Stored data entries
= = = =

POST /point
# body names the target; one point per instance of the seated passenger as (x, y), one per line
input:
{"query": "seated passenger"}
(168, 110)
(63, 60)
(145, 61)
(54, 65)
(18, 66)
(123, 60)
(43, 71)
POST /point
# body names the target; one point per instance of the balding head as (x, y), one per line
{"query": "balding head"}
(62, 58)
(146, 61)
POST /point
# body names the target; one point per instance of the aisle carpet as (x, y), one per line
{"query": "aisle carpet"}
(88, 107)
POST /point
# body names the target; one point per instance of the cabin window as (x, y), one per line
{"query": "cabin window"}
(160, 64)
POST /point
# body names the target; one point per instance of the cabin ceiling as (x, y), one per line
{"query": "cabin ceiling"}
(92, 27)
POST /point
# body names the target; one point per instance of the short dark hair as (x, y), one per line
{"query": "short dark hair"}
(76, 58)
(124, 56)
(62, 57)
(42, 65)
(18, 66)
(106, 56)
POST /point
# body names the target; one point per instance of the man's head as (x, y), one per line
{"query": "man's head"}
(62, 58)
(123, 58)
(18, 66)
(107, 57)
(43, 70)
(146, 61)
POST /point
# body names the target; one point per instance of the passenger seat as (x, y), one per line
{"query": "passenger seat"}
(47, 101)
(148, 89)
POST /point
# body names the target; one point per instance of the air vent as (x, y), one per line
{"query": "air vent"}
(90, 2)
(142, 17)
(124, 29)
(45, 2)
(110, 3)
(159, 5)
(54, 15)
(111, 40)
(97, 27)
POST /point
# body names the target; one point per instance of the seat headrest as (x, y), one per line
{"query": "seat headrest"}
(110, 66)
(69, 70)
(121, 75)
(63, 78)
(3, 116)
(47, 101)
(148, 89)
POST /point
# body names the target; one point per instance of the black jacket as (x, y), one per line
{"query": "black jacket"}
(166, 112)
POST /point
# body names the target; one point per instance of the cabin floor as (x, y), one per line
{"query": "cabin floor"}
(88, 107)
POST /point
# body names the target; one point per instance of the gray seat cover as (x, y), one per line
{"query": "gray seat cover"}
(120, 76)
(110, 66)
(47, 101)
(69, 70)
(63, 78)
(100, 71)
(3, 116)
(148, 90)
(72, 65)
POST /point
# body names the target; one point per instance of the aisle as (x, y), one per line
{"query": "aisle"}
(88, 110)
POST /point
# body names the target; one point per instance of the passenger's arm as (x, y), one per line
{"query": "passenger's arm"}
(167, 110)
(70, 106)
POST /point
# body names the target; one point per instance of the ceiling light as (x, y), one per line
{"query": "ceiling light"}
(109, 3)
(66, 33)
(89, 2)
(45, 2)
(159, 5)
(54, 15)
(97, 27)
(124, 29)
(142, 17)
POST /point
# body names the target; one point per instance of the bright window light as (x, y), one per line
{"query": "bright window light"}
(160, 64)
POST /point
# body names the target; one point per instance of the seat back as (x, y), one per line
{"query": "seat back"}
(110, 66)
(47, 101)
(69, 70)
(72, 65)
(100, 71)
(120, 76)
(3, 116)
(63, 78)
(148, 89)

= = = =

| Work to be completed |
Please quote the data above in full, with no line missing.

| Solution below |
POST /point
# body names the target; one point per instance of the seated passenger as (x, y), one per line
input:
{"query": "seated passenger"}
(168, 110)
(63, 60)
(145, 61)
(54, 65)
(18, 66)
(123, 60)
(43, 71)
POST /point
# body names the target; one point per instance of the balding head as (x, y), one per line
{"query": "balding head"}
(62, 58)
(146, 61)
POST /point
# body names the target; one point per instance of the aisle carpet as (x, y), one per line
{"query": "aisle carpet"}
(88, 107)
POST /point
# body names the target; one point per instance of the cabin window as (x, y), one per line
{"query": "cabin window"}
(160, 64)
POST /point
# body names the target; one point per instance of the cabin ceiling as (x, y), one per line
{"query": "cabin ceiling"}
(92, 27)
POST /point
# body names the target; one point per instance of the short dark hair as (x, y), one per line
{"query": "short dark hair"}
(76, 58)
(124, 56)
(62, 57)
(42, 65)
(18, 66)
(106, 56)
POST /point
# body names the target; one point per instance of the man's head as (x, y), one per line
{"query": "man's head"}
(62, 58)
(123, 58)
(18, 66)
(107, 57)
(43, 70)
(146, 61)
POST /point
# body names the target; one point per instance of the passenger seat as (x, y), one per line
{"query": "passenger seat"}
(47, 101)
(148, 89)
POST /point
# body names the target; one point per instance of the air vent as (x, y), one per line
{"query": "air vent"}
(90, 2)
(142, 17)
(124, 29)
(45, 2)
(110, 3)
(159, 5)
(54, 15)
(111, 40)
(97, 27)
POST /point
# body names the target; one point per instance of the seat headrest as (x, y), one per line
{"query": "seat headrest"}
(110, 66)
(69, 70)
(121, 75)
(63, 78)
(3, 116)
(47, 101)
(148, 89)
POST /point
# body names the target; one point per instance of the black jacket as (x, y), one per line
{"query": "black jacket"}
(166, 112)
POST /point
# body names the target; one point per instance of the cabin floor as (x, y), one per line
{"query": "cabin floor"}
(88, 107)
POST /point
# body names the target; one point per instance of the gray seat cover as (x, y), one per line
{"query": "gray seat cover"}
(120, 76)
(110, 66)
(47, 101)
(69, 70)
(63, 78)
(100, 71)
(3, 116)
(148, 90)
(72, 65)
POST /point
# body names the target; one point per instance of the aisle as (x, y), one per line
{"query": "aisle"}
(88, 110)
POST /point
# body names the target; one point per instance of the passenger's arm as (x, y), one per line
{"query": "passenger's arm"}
(167, 110)
(70, 106)
POST /point
# body names the target; one point per instance of the ceiling light as (x, y), one per line
{"query": "ceiling light"}
(109, 3)
(66, 33)
(89, 2)
(45, 2)
(159, 5)
(54, 15)
(97, 27)
(124, 29)
(142, 17)
POST /point
# body names the target; one point per instance of the bright window light as (x, y), one per line
{"query": "bright window light"}
(160, 64)
POST /point
# body names the target; one point per instance of the seat back as (x, y), one per line
{"query": "seat back"}
(110, 66)
(47, 101)
(69, 70)
(72, 65)
(100, 71)
(120, 76)
(3, 116)
(63, 78)
(148, 89)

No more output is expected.